Thanks, I'm glad I got something right. :)

Yes, your title works, it's accurate and it's fine, but it's bland and I don't do bland. I think extortionately does apply to this, so it all just boils down to... opinion. Again, lol. It gets across the "WTF!!" factor any poor buyer in the market for a hard drive right now feels. I think this is just splitting hairs now, seriously. Hard drives are very expensive right now, regardless of the exact words one uses.

Can we call a truce now please?!
Posted on Reply
#5
n-ster
by: Easy Rhino
whatever. i just have different expectations for news i guess. but i won't stop bringing up my issues with his news in his news thread. if i read something i know to be incorrect im going to call him out on it. otherwise he will never learn to tone down the rhetoric and write professionally.
I don't mind you calling him out, I mind you calling him out HERE... qubit said it again and I'll say in another time, this is not the place for these comments. Why? It derails the thread and it craps the thread (and by that I do not mean you posts are crap, I mean that the thread is derailed and gone in a completely different direction). TBH I see your point. I like qubit's style but not everyone does, but people mistakenly think the qubit doesn't know this. HE KNOWS. There are many places where you can call him out, including PMs, "what's wrong with our forum" and "Our News, your views" threads.

> _Objective 1_: Tally the lines in the rows that contain the string "blue", with case counting, and give only the number.
The rows that follow have no connection to the forum post above.

> _Rows_:
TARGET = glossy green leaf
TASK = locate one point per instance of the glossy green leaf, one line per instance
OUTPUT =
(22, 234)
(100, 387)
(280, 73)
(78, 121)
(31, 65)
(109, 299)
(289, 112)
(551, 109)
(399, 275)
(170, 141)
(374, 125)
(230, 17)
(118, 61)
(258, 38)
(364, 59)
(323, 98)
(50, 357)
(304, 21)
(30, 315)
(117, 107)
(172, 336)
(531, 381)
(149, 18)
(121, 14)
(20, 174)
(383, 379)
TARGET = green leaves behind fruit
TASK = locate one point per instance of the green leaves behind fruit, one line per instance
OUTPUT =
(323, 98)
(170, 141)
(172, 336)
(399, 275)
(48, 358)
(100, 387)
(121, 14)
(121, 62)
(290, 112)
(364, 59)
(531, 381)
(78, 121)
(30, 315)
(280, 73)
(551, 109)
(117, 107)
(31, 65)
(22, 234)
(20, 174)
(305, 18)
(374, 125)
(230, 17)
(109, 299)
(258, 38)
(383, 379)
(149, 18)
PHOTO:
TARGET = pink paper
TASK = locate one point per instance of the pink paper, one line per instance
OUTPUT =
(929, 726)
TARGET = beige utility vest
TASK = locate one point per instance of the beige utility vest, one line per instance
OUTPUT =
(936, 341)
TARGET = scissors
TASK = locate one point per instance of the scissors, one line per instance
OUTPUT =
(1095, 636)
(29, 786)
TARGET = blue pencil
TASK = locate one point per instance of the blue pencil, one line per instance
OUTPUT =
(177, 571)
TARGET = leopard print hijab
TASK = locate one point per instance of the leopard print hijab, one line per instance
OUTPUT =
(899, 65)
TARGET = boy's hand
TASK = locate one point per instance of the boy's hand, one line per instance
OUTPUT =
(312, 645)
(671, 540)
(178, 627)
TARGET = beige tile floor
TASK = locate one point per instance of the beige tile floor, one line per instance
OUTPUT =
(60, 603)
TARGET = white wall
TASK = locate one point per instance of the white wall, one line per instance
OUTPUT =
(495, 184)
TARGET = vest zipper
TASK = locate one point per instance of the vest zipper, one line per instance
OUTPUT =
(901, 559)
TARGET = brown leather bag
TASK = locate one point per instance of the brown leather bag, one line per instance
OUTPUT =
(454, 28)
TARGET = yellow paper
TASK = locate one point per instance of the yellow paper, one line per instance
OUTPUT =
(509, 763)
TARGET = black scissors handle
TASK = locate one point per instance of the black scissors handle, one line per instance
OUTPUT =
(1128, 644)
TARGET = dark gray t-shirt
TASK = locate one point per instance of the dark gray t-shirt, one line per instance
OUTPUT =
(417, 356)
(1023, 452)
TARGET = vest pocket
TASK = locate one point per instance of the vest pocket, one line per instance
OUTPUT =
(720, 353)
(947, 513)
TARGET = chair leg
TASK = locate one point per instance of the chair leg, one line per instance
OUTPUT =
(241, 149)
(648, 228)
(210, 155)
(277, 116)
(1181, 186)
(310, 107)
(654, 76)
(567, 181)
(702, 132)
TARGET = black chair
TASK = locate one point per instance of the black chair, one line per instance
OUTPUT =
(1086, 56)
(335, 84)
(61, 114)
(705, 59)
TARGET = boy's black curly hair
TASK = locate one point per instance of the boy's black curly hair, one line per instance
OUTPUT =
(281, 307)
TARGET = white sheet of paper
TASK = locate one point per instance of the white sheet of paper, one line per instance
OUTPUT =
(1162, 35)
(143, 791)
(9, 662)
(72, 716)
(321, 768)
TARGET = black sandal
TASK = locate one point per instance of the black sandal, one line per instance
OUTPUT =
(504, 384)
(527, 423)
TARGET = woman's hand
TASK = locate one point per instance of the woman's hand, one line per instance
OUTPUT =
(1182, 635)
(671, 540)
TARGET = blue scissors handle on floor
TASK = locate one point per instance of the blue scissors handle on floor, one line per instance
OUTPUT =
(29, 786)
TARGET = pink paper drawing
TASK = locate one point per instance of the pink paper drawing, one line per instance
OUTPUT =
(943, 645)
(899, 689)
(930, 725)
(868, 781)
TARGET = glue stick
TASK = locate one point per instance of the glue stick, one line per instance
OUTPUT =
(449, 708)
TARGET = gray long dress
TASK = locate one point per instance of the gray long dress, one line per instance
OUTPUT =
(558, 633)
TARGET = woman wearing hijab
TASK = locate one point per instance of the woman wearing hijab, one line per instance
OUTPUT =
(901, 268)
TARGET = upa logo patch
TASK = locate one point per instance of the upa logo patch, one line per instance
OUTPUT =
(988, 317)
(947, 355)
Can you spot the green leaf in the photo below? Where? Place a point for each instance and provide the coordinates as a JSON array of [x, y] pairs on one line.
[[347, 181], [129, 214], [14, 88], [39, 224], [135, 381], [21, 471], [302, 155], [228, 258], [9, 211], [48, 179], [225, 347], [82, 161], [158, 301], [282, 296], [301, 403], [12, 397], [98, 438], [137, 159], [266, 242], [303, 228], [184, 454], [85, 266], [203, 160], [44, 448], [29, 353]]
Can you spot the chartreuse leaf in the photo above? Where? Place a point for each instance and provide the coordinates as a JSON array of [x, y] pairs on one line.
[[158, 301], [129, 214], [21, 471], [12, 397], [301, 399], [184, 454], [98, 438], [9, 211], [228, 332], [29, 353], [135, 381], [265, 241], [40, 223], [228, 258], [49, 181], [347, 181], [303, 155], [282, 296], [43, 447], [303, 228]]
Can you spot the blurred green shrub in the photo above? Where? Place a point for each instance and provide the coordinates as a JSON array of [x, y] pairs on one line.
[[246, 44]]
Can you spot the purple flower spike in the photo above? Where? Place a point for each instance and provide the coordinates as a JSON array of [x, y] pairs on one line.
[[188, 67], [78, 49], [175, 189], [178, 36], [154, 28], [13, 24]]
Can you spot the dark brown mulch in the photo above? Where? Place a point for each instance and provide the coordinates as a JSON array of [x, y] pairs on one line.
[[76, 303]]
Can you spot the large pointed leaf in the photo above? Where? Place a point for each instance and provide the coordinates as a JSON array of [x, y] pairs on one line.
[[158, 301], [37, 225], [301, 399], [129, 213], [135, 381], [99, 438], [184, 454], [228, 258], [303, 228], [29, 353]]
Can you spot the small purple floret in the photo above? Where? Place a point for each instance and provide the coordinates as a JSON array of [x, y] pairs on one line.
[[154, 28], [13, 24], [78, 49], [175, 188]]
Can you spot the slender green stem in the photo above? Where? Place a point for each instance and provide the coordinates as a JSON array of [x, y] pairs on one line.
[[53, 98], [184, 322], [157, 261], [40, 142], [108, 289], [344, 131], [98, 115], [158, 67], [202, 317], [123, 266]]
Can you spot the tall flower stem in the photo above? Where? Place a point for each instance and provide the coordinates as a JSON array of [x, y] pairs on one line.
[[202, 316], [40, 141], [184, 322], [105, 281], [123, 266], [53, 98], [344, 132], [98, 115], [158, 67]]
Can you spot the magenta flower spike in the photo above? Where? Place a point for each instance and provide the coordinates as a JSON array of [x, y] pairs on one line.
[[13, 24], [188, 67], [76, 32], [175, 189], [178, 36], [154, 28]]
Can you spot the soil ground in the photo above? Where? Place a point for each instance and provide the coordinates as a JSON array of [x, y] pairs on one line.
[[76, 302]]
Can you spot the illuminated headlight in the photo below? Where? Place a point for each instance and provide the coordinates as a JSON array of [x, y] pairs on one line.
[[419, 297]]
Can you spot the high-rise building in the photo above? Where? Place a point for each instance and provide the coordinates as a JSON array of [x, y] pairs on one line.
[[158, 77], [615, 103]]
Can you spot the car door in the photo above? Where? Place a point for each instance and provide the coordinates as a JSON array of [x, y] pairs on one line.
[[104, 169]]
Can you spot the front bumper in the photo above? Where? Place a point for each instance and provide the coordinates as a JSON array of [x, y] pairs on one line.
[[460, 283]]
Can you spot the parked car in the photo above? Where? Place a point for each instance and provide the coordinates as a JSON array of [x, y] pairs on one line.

> _Objective 2_: In the forum post, take the part that opens with the words "Thanks, I'm glad" and closes with "and write professionally.", and rewrite it with "bland" changed to "dull".

> _Worked answer 1_: 4

> _Worked answer 2_:
Thanks, I'm glad I got something right. :)

Yes, your title works, it's accurate and it's fine, but it's dull and I don't do dull. I think extortionately does apply to this, so it all just boils down to... opinion. Again, lol. It gets across the "WTF!!" factor any poor buyer in the market for a hard drive right now feels. I think this is just splitting hairs now, seriously. Hard drives are very expensive right now, regardless of the exact words one uses.

Can we call a truce now please?!
Posted on Reply
#5
n-ster
by: Easy Rhino
whatever. i just have different expectations for news i guess. but i won't stop bringing up my issues with his news in his news thread. if i read something i know to be incorrect im going to call him out on it. otherwise he will never learn to tone down the rhetoric and write professionally.